> _WHAT THE TASK REQUIRES_
Return the material word for word. Do not include the pictures.
%%
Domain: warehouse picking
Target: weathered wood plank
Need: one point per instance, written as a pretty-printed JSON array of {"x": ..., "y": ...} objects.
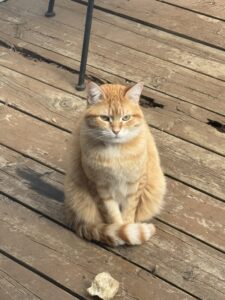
[
  {"x": 210, "y": 8},
  {"x": 170, "y": 18},
  {"x": 191, "y": 164},
  {"x": 61, "y": 255},
  {"x": 17, "y": 283},
  {"x": 154, "y": 42},
  {"x": 42, "y": 188},
  {"x": 179, "y": 259},
  {"x": 162, "y": 76},
  {"x": 55, "y": 106}
]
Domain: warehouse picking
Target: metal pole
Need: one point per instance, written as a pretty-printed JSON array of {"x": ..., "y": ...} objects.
[
  {"x": 87, "y": 32},
  {"x": 50, "y": 12}
]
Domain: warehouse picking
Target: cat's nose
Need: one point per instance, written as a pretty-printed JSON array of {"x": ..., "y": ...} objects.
[{"x": 116, "y": 131}]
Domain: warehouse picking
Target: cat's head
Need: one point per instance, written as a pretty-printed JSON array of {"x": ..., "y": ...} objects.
[{"x": 113, "y": 113}]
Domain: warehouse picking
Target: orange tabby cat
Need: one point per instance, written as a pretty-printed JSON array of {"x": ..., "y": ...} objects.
[{"x": 114, "y": 181}]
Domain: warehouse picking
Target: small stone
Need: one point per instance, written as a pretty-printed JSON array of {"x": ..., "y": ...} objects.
[{"x": 104, "y": 286}]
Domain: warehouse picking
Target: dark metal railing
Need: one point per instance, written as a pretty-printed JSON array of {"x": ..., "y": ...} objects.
[{"x": 87, "y": 32}]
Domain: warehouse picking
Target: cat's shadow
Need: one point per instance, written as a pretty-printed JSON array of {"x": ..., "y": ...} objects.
[{"x": 40, "y": 183}]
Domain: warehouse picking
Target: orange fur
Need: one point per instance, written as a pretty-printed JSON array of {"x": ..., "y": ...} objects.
[{"x": 114, "y": 181}]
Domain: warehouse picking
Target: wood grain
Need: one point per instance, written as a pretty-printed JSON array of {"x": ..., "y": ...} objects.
[
  {"x": 59, "y": 107},
  {"x": 162, "y": 76},
  {"x": 17, "y": 282},
  {"x": 176, "y": 257},
  {"x": 42, "y": 188},
  {"x": 188, "y": 163},
  {"x": 170, "y": 18},
  {"x": 210, "y": 8},
  {"x": 72, "y": 262}
]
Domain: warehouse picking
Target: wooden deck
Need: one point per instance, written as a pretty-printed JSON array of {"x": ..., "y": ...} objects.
[{"x": 177, "y": 48}]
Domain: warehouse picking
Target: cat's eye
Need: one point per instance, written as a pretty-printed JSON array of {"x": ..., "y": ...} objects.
[
  {"x": 105, "y": 118},
  {"x": 126, "y": 117}
]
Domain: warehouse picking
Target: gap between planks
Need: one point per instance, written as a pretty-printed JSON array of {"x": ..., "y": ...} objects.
[
  {"x": 185, "y": 121},
  {"x": 156, "y": 81}
]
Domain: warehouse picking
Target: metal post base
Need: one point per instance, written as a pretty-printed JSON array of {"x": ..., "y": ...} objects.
[
  {"x": 80, "y": 87},
  {"x": 50, "y": 12},
  {"x": 87, "y": 32}
]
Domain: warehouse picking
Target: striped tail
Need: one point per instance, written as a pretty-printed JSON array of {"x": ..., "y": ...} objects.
[{"x": 117, "y": 234}]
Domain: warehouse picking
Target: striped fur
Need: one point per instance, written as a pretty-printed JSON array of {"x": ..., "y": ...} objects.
[
  {"x": 114, "y": 181},
  {"x": 117, "y": 234}
]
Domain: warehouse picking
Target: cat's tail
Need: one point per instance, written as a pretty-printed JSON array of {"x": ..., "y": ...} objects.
[{"x": 117, "y": 234}]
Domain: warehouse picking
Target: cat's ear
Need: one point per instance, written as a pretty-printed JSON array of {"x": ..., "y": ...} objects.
[
  {"x": 94, "y": 93},
  {"x": 135, "y": 91}
]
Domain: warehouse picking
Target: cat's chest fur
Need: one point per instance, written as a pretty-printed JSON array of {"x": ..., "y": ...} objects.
[{"x": 113, "y": 166}]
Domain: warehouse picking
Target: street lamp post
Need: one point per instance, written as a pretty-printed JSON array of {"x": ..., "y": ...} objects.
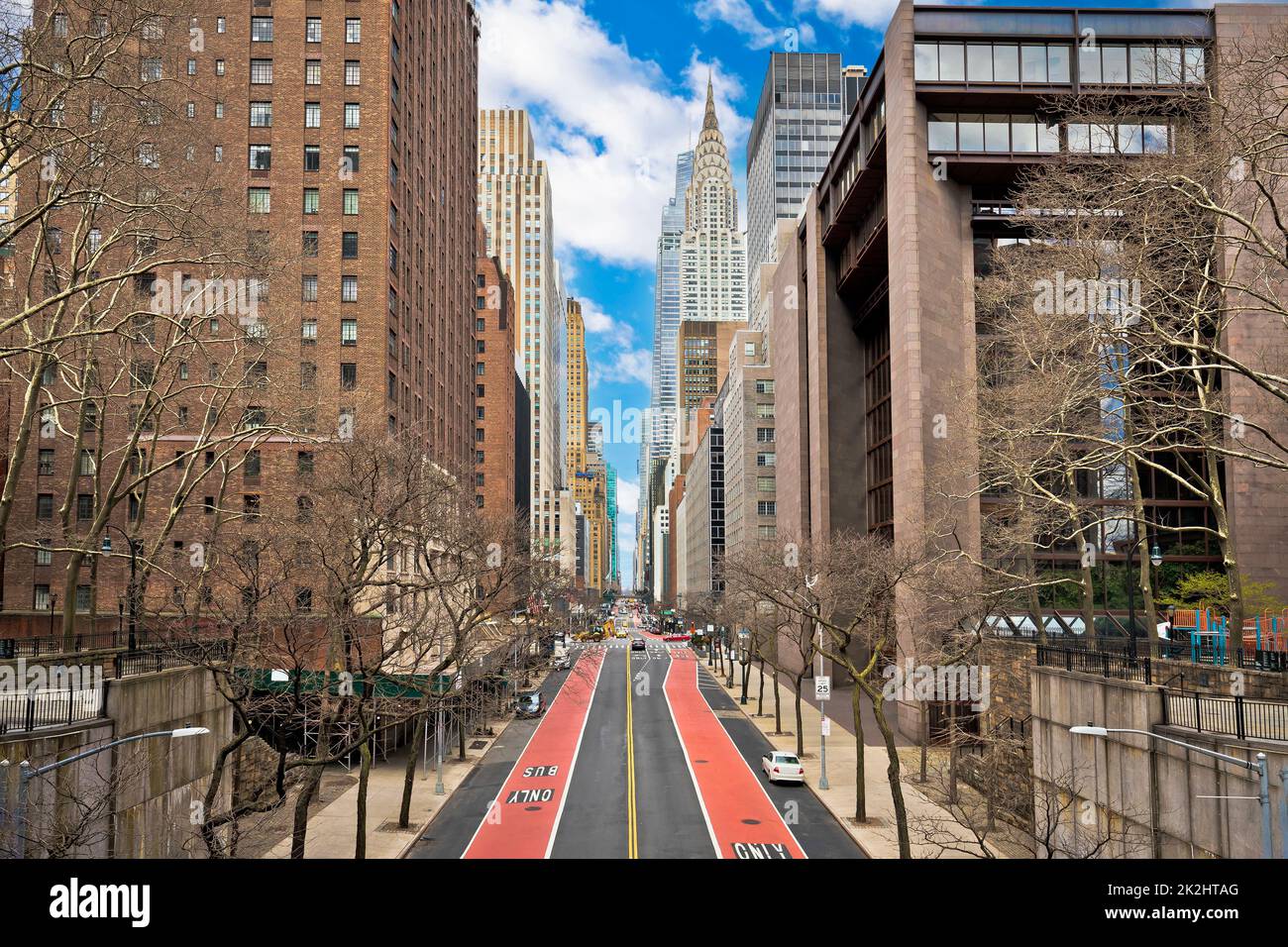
[
  {"x": 1260, "y": 767},
  {"x": 27, "y": 772},
  {"x": 132, "y": 590},
  {"x": 1155, "y": 558}
]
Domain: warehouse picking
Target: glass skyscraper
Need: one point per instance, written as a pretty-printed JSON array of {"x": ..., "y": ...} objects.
[{"x": 798, "y": 124}]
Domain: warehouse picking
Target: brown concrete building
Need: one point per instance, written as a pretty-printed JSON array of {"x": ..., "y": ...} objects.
[
  {"x": 340, "y": 138},
  {"x": 746, "y": 414},
  {"x": 496, "y": 429},
  {"x": 702, "y": 364},
  {"x": 883, "y": 266}
]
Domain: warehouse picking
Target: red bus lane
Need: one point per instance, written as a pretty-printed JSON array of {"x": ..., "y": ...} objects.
[
  {"x": 523, "y": 818},
  {"x": 742, "y": 819}
]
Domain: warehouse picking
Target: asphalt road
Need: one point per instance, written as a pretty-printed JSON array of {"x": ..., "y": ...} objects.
[{"x": 638, "y": 755}]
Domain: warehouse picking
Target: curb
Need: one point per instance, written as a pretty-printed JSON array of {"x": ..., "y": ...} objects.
[
  {"x": 447, "y": 797},
  {"x": 841, "y": 823}
]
%%
> _SOLVED EXERCISE_
Domain: warehouse picking
Target: weathered wood plank
Need: one point per instance, written as a pretty-printed JSON array of {"x": ..., "y": ...} objects.
[
  {"x": 210, "y": 8},
  {"x": 170, "y": 18},
  {"x": 191, "y": 164},
  {"x": 61, "y": 255},
  {"x": 17, "y": 283},
  {"x": 154, "y": 42},
  {"x": 42, "y": 188},
  {"x": 179, "y": 259},
  {"x": 162, "y": 76},
  {"x": 55, "y": 106}
]
Domain: warehouse picking
Target: metal pole
Need: one point per instance, written as a pretty-printed JSON array of {"x": ..., "y": ...} objects.
[
  {"x": 87, "y": 32},
  {"x": 50, "y": 12}
]
Domain: warehouse picking
Target: cat's nose
Need: one point per instance, written as a pretty-printed JSON array of {"x": ..., "y": ...} objects.
[{"x": 116, "y": 131}]
Domain: warehouse picking
Target: cat's head
Need: one point per instance, written as a pretty-printed JSON array of {"x": ..., "y": ...} objects.
[{"x": 113, "y": 113}]
Domain: warehouse picking
Target: orange tabby cat
Need: one point per instance, written as a pretty-printed JSON array of {"x": ..., "y": ...} objects.
[{"x": 114, "y": 181}]
Domain: warehouse picking
Target: small stone
Need: one point per instance, written as a pretty-printed JSON array of {"x": ..., "y": ...} objects.
[{"x": 104, "y": 286}]
Domain: warehouse picking
Target: dark metal railing
Need: one point per instance, written as a pretty-printed JSON array of {"x": ..., "y": ...} objects.
[{"x": 87, "y": 32}]
Domain: warehouse picking
Target: cat's shadow
Need: one point per instance, written as a pretty-printed JSON array of {"x": ..., "y": ...} objects.
[{"x": 40, "y": 183}]
Domain: warehouse picking
Target: orange fur
Need: one point per instance, written as a pretty-printed JSON array of {"x": ..., "y": ...} objects.
[{"x": 114, "y": 181}]
Domain: warehouse picking
Target: wood grain
Need: one point per instance, written as a pretty-printed JSON array of {"x": ..., "y": ...} objects.
[
  {"x": 59, "y": 107},
  {"x": 162, "y": 76},
  {"x": 17, "y": 282},
  {"x": 176, "y": 257},
  {"x": 42, "y": 188},
  {"x": 188, "y": 163},
  {"x": 170, "y": 18},
  {"x": 210, "y": 8},
  {"x": 72, "y": 262}
]
Domain: warehouse picking
Target: wooden deck
Need: one point per instance, written as a pretty-printed JSON array of {"x": ..., "y": ...} objects.
[{"x": 177, "y": 48}]
Domain: warehouse picking
Target: cat's eye
Need: one point per instance, written as a pretty-printed JSON array of {"x": ..., "y": ...} objects.
[
  {"x": 105, "y": 118},
  {"x": 126, "y": 117}
]
Domain: warehouse picking
Target: gap between planks
Need: one point per instance, written as a pretty-printed JSON array of {"x": ..., "y": ...} objects.
[
  {"x": 185, "y": 121},
  {"x": 156, "y": 81}
]
Domain: warehouse picking
Target: metal post base
Need: one point per instance, written as a pretty-printed JSON array of {"x": ..., "y": ...} objects.
[
  {"x": 80, "y": 87},
  {"x": 50, "y": 12},
  {"x": 87, "y": 32}
]
Domain: warehouse picking
Target: striped tail
Need: one point per instance, written as a pretty-printed JSON array of {"x": ..., "y": ...} objects.
[{"x": 117, "y": 234}]
Domain: warehouse picking
Target: striped fur
Need: one point per instance, written as a pretty-printed JSON array of {"x": ..., "y": ...} objects.
[
  {"x": 114, "y": 181},
  {"x": 117, "y": 234}
]
Domain: warehouse picking
Target: cat's tail
Need: one point per instance, written as a pretty-printed JSON array of {"x": ..., "y": ...} objects.
[{"x": 117, "y": 234}]
Domain: warehouse picking
Target: cat's ear
Need: one point per instance, written as a pretty-printed JSON array of {"x": ..., "y": ...} objects.
[
  {"x": 94, "y": 93},
  {"x": 135, "y": 91}
]
Domain: warehouse picking
Target: cat's chest fur
Need: one point per instance, written as a pretty-printed JSON array of {"x": ..., "y": ...} objects.
[{"x": 113, "y": 166}]
Domain: warehouse picking
Target: street lamp post
Need: one point per instance, written as a pretty-printed JSON array of {"x": ..., "y": ...} objects.
[
  {"x": 1260, "y": 767},
  {"x": 27, "y": 772},
  {"x": 132, "y": 590},
  {"x": 1155, "y": 558}
]
Domain: warehouse picking
Target: glass skyscraper
Need: one point per instance, written as a pretty-printed JSON array of {"x": ..., "y": ...} objects.
[{"x": 798, "y": 124}]
Domain: warehouse picking
Target: brown concrete building
Need: one point per instance, written as a pretty-printed JSON array of {"x": ..., "y": ...} objects.
[
  {"x": 340, "y": 138},
  {"x": 746, "y": 414},
  {"x": 496, "y": 429},
  {"x": 702, "y": 364},
  {"x": 883, "y": 266}
]
Domain: warehouse picking
Target: red bus lane
Need: one point per instance, written as a pretty-printed JSON array of {"x": ..., "y": ...} objects.
[
  {"x": 523, "y": 818},
  {"x": 742, "y": 819}
]
Domain: warehouse picking
Target: asphalt road
Need: one point per instance, written as a pretty-printed JSON array of {"x": ..., "y": ...} objects.
[{"x": 638, "y": 755}]
Domain: warehouse picking
Target: curb
Need: one point per instance, written as a pretty-printed JSON array of {"x": ..., "y": ...} objects.
[
  {"x": 447, "y": 797},
  {"x": 841, "y": 823}
]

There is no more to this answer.